> **SELECTED EXTRACT**:
——
Ramadan, a month of fasting, is the ninth month of the Muslim year. Adult Muslims do not eat, drink, smoke, or have conjugal relations from dawn to sunset. Children under the age of puberty are exempt, although they make a limited fast.

Muslims follow a different calendar than the one observed in the western world. The Islamic calendar is lunar, and unlike most other lunar calendars, is not adjusted to keep in step with the solar year. Thus, Muslim dates tend to change constantly in relation to the western solar calendar. Years are counted from the Prophet Muhammad’s move to Medina in 622. The year 2000 was 1420/21A.H. (in the year of Hegira).

Lailat ul-Qadr, also known as The Night of Determination, is believed to have occurred around the twenty-seventh, but is now considered one of the last ten nights of Ramadan. Many Muslims spend these days and nights in the mosque so they will be in prayer on The Night of Determination when Allah makes decisions about the destiny of individuals and the world as a whole.

Eid ul-Fitr celebrates the end of the month of fasting and lasts for three days. Prayers are offered, special foods prepared, and gifts are exchanged.
——
> **INPUT DATA**:
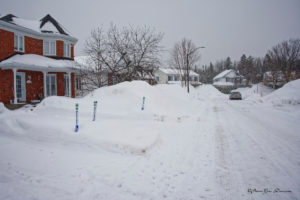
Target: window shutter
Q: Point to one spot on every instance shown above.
(16, 42)
(21, 44)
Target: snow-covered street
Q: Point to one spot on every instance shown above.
(197, 146)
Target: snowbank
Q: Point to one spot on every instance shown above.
(120, 123)
(287, 95)
(254, 92)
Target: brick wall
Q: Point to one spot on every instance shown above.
(34, 84)
(59, 48)
(72, 51)
(6, 86)
(6, 44)
(33, 46)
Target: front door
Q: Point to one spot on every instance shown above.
(66, 85)
(20, 86)
(51, 85)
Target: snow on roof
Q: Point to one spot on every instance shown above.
(46, 25)
(220, 83)
(176, 71)
(37, 62)
(222, 74)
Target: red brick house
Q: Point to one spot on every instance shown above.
(36, 60)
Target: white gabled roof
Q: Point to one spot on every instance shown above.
(172, 71)
(38, 63)
(222, 74)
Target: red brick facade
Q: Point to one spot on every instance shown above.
(6, 44)
(6, 86)
(33, 46)
(34, 81)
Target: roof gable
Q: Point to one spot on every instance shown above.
(41, 26)
(47, 19)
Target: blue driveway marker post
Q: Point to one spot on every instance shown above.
(76, 108)
(143, 105)
(95, 109)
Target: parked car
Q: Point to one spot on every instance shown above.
(235, 96)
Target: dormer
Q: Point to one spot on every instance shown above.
(45, 37)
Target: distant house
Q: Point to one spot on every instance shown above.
(228, 78)
(92, 79)
(276, 79)
(36, 60)
(170, 76)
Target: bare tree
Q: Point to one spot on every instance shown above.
(129, 53)
(284, 57)
(183, 57)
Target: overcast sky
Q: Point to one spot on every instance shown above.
(225, 28)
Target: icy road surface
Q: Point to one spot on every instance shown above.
(223, 150)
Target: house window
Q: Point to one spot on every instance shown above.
(50, 48)
(19, 43)
(51, 86)
(67, 85)
(67, 50)
(78, 83)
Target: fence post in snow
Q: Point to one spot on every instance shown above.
(95, 109)
(76, 108)
(143, 105)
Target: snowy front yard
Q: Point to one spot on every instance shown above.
(197, 146)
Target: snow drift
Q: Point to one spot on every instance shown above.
(287, 95)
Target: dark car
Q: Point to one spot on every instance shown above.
(235, 96)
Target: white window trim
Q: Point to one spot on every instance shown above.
(18, 46)
(67, 55)
(50, 92)
(49, 41)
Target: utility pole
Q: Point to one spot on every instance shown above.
(188, 67)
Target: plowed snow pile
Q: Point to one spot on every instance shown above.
(289, 94)
(181, 146)
(121, 124)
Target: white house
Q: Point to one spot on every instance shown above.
(170, 75)
(228, 78)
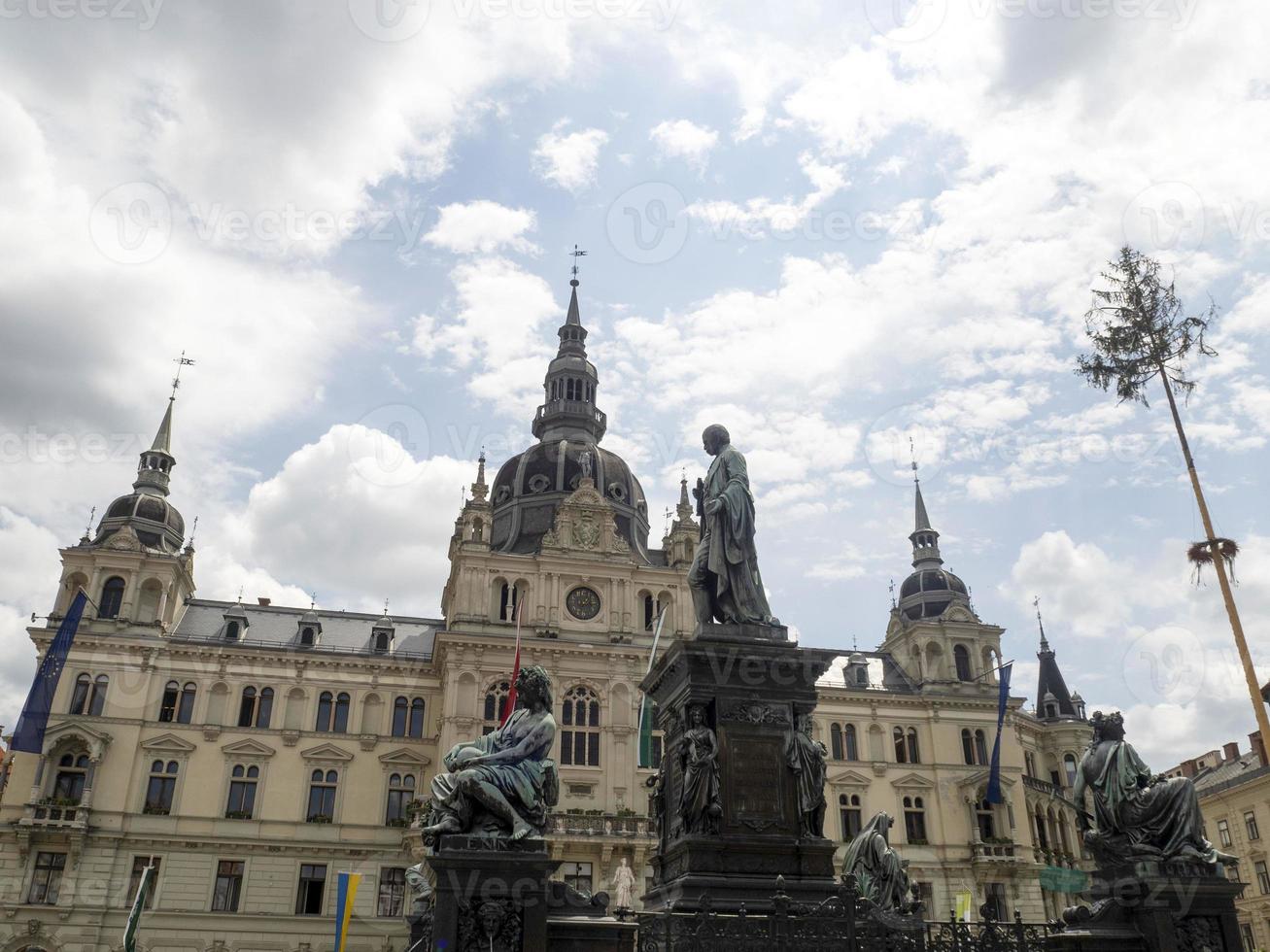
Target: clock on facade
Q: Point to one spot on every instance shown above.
(583, 603)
——
> **TASK REQUIREMENTS**:
a: Convert the rows from the line with "Target: distant house" through the end of the rows into a Markdown table with the columns Number and Row line. Skip blank lines and leave the pictures out.
b: Can you carry on the text about Ramadan from where it stops?

> **EXPECTED RESPONSES**:
a:
| Number | Row line |
|---|---|
| 1 | Target: distant house |
| 2 | Q: Point to one spot on every instance shown above. |
| 3 | (228, 78) |
| 4 | (92, 79) |
| 5 | (276, 79) |
| 6 | (36, 60) |
| 7 | (170, 76) |
| 8 | Target: bare tree |
| 9 | Q: Point to one spot on every instance shown above. |
| 10 | (129, 53) |
| 11 | (284, 57) |
| 12 | (183, 57) |
| 13 | Target: overcast sky |
| 14 | Q: Point to one spot on every instance shown above. |
| 15 | (225, 28) |
| 16 | Target: icy road surface |
| 17 | Q: Point to one spot on every instance shown above. |
| 18 | (223, 150) |
| 19 | Target: house window |
| 20 | Q: Point to one spot on every instance shown above. |
| 21 | (50, 48) |
| 22 | (19, 43) |
| 23 | (51, 86) |
| 24 | (67, 85) |
| 25 | (67, 50) |
| 26 | (78, 83) |
| 27 | Target: fence post in snow |
| 28 | Q: Point to one spot on every instance shown above. |
| 29 | (95, 109) |
| 30 | (76, 108) |
| 31 | (143, 105) |
| 32 | Target: snowy front yard |
| 33 | Q: Point to one spot on every instance shown above. |
| 34 | (197, 146) |
| 35 | Target: snow drift |
| 36 | Q: Point to one spot on every instance shown above. |
| 37 | (287, 95) |
| 38 | Target: dark car |
| 39 | Q: Point to one spot on every instance shown above. |
| 40 | (235, 96) |
| 41 | Target: white window trim |
| 42 | Q: Point to one spot on every instance shown above. |
| 43 | (18, 46) |
| 44 | (67, 55) |
| 45 | (50, 92) |
| 46 | (49, 41) |
| 47 | Target: utility pole |
| 48 | Q: Point to one spot on every instance shown above. |
| 49 | (188, 67) |
| 50 | Target: plowed snow pile |
| 51 | Q: Point to one spot on every instance shown above. |
| 52 | (289, 94) |
| 53 | (181, 146) |
| 54 | (121, 124) |
| 55 | Target: white house |
| 56 | Q: Point to one spot on every instance shown above. |
| 57 | (170, 75) |
| 58 | (228, 78) |
| 59 | Target: clock on facade |
| 60 | Q: Point to one spot on every instance shown above. |
| 61 | (583, 603) |

b:
Eid ul-Adha, known as the Feast of Sacrifice, celebrates the willingness of Abraham to sacrifice his son Isaac when God asked him to. God commanded a lamb be sacrificed instead of Ishmael. The sacrifice of a lamb is an important part of the festival.

Al-Isra Wal Miraj is the night of the ascension of Muhammad to Heaven to meet with Allah. It is celebrated on the twenty-seventh day of the seventh month. It is said the prophet set out the disciplines of the daily prayers.

Muhammad-Maulid al-Nabi celebrates the birth of the prophet Muhammad. It is held on the twelfth day of the third month and is a highly popular festival that draws thousands of visitors who join in processions and prayers.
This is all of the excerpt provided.